Exercises to complete -
a: In the post about the Berkshire Hathaway letter, what poker term describes what the Treasury and the Fed have done?
b: Pick up the post about the Berkshire Hathaway letter after its last sentence and continue it.

Document segment -
========================================================================

I heard about the report from an IEEE article, which does a great job summarizing Buffet’s letter.
Here is a passage I liked: (emphasis added)
This debilitating spiral has spurred our government to take massive action. In poker terms, the Treasury and the Fed have gone “all in.” Economic medicine that was previously meted out by the cupful has recently been dispensed by the barrel. These once-unthinkable dosages will almost certainly bring on unwelcome aftereffects. Their precise nature is anyone’s guess, though one likely consequence is an onslaught of inflation. Moreover, major industries have become dependent on Federal assistance, and they will be followed by cities and states bearing mind-boggling requests. Weaning these entities from the public teat will be a political challenge. They won’t leave willingly.
It goes on to explain how one Berkshire Hathaway subsidiary made good loans and is not in direct trouble, except for the fact it is now competing with politically-connected companies being rescued and subsidized by the government.

========================================================================

Items from a dataset -
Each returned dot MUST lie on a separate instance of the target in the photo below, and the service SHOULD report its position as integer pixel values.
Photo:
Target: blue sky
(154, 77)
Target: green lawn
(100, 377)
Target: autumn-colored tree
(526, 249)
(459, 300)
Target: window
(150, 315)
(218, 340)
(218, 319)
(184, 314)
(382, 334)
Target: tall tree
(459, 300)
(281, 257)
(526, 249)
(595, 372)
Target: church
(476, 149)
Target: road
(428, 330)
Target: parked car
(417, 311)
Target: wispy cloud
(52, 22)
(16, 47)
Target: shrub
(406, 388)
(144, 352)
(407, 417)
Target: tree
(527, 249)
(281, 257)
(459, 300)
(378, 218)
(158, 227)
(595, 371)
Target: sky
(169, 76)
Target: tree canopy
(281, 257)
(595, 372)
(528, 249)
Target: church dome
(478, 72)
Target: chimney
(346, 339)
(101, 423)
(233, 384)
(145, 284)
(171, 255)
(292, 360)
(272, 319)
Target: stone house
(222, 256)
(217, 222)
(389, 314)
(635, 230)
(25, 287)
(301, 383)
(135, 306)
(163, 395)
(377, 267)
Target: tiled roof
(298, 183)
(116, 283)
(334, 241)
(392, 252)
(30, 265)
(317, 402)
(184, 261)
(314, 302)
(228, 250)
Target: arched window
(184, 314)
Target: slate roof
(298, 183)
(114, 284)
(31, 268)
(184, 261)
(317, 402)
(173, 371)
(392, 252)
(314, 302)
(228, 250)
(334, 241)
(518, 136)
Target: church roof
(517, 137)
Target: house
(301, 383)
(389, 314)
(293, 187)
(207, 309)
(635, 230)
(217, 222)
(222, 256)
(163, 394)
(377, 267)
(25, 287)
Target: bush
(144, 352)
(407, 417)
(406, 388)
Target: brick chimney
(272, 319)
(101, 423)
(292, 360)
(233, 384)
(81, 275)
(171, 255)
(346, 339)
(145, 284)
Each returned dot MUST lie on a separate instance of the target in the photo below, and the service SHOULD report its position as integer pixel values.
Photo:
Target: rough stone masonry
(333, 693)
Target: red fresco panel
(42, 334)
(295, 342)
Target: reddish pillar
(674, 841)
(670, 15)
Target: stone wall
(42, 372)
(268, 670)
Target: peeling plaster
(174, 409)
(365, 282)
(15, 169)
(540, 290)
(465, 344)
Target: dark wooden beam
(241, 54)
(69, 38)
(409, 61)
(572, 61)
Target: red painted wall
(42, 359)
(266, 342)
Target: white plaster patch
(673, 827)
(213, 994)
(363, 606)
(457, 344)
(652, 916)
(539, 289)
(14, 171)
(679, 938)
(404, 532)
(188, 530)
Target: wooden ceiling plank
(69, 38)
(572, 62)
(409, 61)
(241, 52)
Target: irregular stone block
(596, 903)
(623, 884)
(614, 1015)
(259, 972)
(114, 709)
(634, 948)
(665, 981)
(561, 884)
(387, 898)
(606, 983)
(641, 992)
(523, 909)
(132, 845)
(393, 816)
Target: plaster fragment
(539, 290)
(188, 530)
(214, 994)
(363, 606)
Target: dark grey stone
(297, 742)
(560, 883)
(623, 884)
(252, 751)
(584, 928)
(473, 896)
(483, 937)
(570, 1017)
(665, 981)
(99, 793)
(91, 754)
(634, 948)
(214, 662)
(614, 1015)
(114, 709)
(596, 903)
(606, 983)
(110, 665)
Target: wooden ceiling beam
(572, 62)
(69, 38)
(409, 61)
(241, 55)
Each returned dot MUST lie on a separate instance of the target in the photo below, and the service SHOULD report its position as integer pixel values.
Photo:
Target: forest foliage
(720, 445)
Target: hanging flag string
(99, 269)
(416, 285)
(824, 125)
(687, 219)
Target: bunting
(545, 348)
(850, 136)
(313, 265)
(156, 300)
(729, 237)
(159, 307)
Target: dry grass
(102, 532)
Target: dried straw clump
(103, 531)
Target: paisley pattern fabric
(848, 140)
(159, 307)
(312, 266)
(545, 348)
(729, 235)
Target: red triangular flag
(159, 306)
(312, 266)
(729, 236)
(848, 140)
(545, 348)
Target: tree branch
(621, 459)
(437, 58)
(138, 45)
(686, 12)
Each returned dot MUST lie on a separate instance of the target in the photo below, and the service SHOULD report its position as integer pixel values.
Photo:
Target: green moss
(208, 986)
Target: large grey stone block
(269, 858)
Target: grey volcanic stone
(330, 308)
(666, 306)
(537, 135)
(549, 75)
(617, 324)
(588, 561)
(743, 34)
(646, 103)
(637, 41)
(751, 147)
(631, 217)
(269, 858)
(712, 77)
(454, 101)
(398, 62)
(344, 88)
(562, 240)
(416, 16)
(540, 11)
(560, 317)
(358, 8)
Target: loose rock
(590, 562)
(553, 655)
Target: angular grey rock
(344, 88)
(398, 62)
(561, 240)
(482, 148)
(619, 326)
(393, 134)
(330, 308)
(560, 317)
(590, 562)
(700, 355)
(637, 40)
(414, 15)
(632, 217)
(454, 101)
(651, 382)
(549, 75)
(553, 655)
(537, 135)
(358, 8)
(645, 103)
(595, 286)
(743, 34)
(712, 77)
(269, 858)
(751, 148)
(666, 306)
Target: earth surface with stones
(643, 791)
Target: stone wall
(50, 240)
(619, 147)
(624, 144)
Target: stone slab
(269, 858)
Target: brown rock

========================================================================

Response list -
a: They have gone "all in."

b:
This unprecedented “spread” in the cost of money makes it unprofitable for any lender who doesn’t enjoy government-guaranteed funds to go up against those with a favored status. Government is determining the “haves” and “have-nots.”
[snip]
At the moment, it is much better to be a financial cripple with a government guarantee than a Gibraltar without one.
Supporters of aggressive bailout measures tell us to understand that the money is not aimed at the deserving. It’s aimed at stabilizing the economy. If this situation of political connections determining business success goes on for long, it will hurt long-term growth. Before that happens, though, there will probably be a backlash. For believers in aggressive bailouts and stimuli, the measures had better work quickly before the backlash becomes widespread.